■ Tarefa 1
Transcreve, por favor, do texto sobre o Porto Santo o trecho que começa nas palavras que contêm "O Porto Santo tinha" e termina em "de ilustres avoengos.".

■ Texto de origem
+---+

Nos tempos primitivos da colonização desenvolveu-se e progrediu a povoação e depois vila do Porto Santo, mas, pouco mais de um século decorrido, começou a entrar em manifesta decadencia que se tem mantido através do tempo e que de quando em quando se assoberba com o aparecimento de temerosas crises devidas especialmente ás prolongadas estiagens que ali se dão com relativa freqüencia.

Essa primeira prosperidade não foi longa nem digna de maior nota e para a sua quasi imediata ruína, especialmente a partir dos fins do século XVI contribuiram além da grave causa apontada, os freqüentes assaltos dos piratas, a ausencia dos donatarios, as prosápias avoengas de muitos dos habitantes abandonando o cultivo das terras, as condições climaticas que então conduziam a um forçado ócio e ainda outras circunstancias de caracter local, que hoje não são bem conhecidas.

Diz-nos o dr. Alvaro de Azevedo que «a obscura historia daquela ilha se cifra simplesmente no esquecimento a que foi sempre votada pelos governos. Só no tempo do Marquês de Pombal, que teve como seu representante neste arquipélago o energico governador e capitão general João Antonio de Sá Pereira, é que a metrópole descobriu que aquela ilha era uma possessão portuguesa.

O Porto Santo tinha chegado a um tal estado de decadencia, que ameaçava despovoar-se. Diversas causas concorriam para isso, sendo as principais o contrato de colonia agravado com freqüentes estiagens, e a estulta prosápia de muitos dos seus moradores, que se dedignavam entregar-se aos trabalhos da lavoura ou ás artes e oficios. Os senhores mais abastados das terras levavam vida ociosa no Funchal ou em Lisboa e recebiam a demidia dos produtos das suas propriedades, deixando os colonos na mais deploravel situação, que era muito proxima da miseria. Um luxo que estava na mais flagrante contradição com as tristes circunstâncias da ilha, lavrava entre os seus habitantes que em grande número julgavam descender de ilustres avoengos.

O alvará régio de 13 de Outubro de 1770 veio pôr cobro a muitos desses abusos, embora não cortasse o mal pela raiz. No entretanto, só o pulso de ferro do Marquês e do seu representante nesta ilha, a que o anotador das Saudades chama o Pombal madeirense seriam capazes de fazer executar um decreto com disposições tão draconianas e que decerto levantaria energicos protestos da parte dos que foram tão profundamente lesados por êle.

+---+

■ Tarefa 2
Conta as linhas da listagem abaixo que contêm a palavra "pink", distinguindo maiúsculas de minúsculas. Responde só com o número.

■ Entradas listadas

+---+

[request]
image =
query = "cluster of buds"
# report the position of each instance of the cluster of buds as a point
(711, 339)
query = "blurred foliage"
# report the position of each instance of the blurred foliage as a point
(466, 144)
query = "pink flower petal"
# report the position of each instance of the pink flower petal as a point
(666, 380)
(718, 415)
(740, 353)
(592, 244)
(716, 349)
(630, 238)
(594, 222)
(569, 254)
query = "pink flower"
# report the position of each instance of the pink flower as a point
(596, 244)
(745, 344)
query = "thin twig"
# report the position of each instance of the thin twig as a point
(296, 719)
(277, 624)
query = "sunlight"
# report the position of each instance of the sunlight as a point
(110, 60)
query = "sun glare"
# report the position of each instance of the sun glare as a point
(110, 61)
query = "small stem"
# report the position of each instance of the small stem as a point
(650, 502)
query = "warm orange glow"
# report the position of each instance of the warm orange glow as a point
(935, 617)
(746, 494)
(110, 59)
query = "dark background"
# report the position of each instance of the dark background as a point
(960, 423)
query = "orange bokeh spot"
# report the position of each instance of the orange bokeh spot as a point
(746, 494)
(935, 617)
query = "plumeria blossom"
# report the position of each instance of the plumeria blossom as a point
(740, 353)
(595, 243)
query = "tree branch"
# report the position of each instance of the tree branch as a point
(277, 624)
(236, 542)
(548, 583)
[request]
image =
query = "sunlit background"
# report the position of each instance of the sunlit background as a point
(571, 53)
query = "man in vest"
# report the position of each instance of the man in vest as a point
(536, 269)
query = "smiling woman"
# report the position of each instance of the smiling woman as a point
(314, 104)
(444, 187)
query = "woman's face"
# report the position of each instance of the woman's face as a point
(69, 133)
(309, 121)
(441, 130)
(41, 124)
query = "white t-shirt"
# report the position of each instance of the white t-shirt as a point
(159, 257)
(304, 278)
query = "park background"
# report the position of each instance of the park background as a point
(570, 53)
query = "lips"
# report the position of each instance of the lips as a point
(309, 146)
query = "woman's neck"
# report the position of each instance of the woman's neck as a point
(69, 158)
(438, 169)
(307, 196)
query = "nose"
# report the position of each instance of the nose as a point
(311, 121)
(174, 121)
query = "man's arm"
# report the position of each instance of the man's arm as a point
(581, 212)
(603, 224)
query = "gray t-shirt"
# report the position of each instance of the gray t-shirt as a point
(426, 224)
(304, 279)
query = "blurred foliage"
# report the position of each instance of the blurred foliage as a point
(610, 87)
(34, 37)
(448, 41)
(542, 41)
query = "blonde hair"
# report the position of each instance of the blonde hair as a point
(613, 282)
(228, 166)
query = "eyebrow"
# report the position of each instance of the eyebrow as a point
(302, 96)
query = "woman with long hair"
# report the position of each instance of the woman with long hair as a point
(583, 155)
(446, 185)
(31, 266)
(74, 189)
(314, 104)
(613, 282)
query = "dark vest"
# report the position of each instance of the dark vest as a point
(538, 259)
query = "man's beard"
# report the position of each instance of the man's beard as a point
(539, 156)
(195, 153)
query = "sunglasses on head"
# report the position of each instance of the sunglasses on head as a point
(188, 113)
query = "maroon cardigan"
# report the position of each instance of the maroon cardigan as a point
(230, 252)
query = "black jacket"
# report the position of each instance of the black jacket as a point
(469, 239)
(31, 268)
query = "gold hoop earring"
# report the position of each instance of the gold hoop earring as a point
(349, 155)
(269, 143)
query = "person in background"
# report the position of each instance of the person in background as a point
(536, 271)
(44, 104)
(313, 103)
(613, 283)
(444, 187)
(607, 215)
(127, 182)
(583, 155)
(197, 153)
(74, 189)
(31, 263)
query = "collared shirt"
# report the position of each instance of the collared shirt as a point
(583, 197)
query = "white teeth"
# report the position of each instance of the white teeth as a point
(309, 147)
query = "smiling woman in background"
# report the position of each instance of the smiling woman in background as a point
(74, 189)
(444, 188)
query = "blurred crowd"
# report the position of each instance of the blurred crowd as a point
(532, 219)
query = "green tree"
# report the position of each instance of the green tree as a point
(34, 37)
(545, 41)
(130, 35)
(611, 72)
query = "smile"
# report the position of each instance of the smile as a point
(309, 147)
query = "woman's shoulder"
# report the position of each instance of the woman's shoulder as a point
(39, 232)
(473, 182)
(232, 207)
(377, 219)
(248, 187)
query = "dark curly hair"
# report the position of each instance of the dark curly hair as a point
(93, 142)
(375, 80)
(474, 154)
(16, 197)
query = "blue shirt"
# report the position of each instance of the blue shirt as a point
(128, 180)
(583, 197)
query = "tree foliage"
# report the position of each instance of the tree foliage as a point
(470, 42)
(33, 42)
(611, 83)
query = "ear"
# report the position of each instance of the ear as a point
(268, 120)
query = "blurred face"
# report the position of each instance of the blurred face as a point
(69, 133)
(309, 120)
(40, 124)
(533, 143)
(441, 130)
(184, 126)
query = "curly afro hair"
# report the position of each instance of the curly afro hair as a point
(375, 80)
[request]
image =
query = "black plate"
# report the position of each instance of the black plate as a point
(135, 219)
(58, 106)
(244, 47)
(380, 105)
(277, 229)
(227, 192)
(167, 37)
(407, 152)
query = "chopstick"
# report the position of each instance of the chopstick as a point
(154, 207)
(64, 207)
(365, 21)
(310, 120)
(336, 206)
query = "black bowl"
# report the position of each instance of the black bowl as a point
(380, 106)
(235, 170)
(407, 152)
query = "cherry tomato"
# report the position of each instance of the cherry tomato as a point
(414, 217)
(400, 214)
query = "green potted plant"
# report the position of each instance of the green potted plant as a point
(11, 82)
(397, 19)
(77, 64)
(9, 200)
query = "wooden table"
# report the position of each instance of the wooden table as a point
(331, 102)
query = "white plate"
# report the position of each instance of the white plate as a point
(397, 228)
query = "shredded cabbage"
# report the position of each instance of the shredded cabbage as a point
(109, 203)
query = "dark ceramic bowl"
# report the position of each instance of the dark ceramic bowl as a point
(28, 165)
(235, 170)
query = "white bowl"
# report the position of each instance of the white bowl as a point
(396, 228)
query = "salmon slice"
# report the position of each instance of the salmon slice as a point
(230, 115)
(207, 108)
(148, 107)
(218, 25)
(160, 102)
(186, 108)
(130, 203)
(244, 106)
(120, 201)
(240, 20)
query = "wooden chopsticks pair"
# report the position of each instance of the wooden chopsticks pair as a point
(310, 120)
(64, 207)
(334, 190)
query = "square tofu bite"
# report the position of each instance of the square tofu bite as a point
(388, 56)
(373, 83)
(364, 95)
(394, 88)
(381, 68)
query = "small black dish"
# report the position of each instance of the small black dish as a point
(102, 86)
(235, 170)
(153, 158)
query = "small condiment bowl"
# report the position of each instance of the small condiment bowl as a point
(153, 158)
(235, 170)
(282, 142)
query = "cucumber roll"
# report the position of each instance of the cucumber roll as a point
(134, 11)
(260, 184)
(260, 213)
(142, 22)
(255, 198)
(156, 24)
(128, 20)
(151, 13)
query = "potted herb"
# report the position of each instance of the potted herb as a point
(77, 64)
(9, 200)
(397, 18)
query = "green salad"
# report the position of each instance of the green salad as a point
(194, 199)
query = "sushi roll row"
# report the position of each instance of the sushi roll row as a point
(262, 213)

+---+

■ Resultado do exercício 1
O Porto Santo tinha chegado a um tal estado de decadencia, que ameaçava despovoar-se. Diversas causas concorriam para isso, sendo as principais o contrato de colonia agravado com freqüentes estiagens, e a estulta prosápia de muitos dos seus moradores, que se dedignavam entregar-se aos trabalhos da lavoura ou ás artes e oficios. Os senhores mais abastados das terras levavam vida ociosa no Funchal ou em Lisboa e recebiam a demidia dos produtos das suas propriedades, deixando os colonos na mais deploravel situação, que era muito proxima da miseria. Um luxo que estava na mais flagrante contradição com as tristes circunstâncias da ilha, lavrava entre os seus habitantes que em grande número julgavam descender de ilustres avoengos.

■ Resultado do exercício 2
4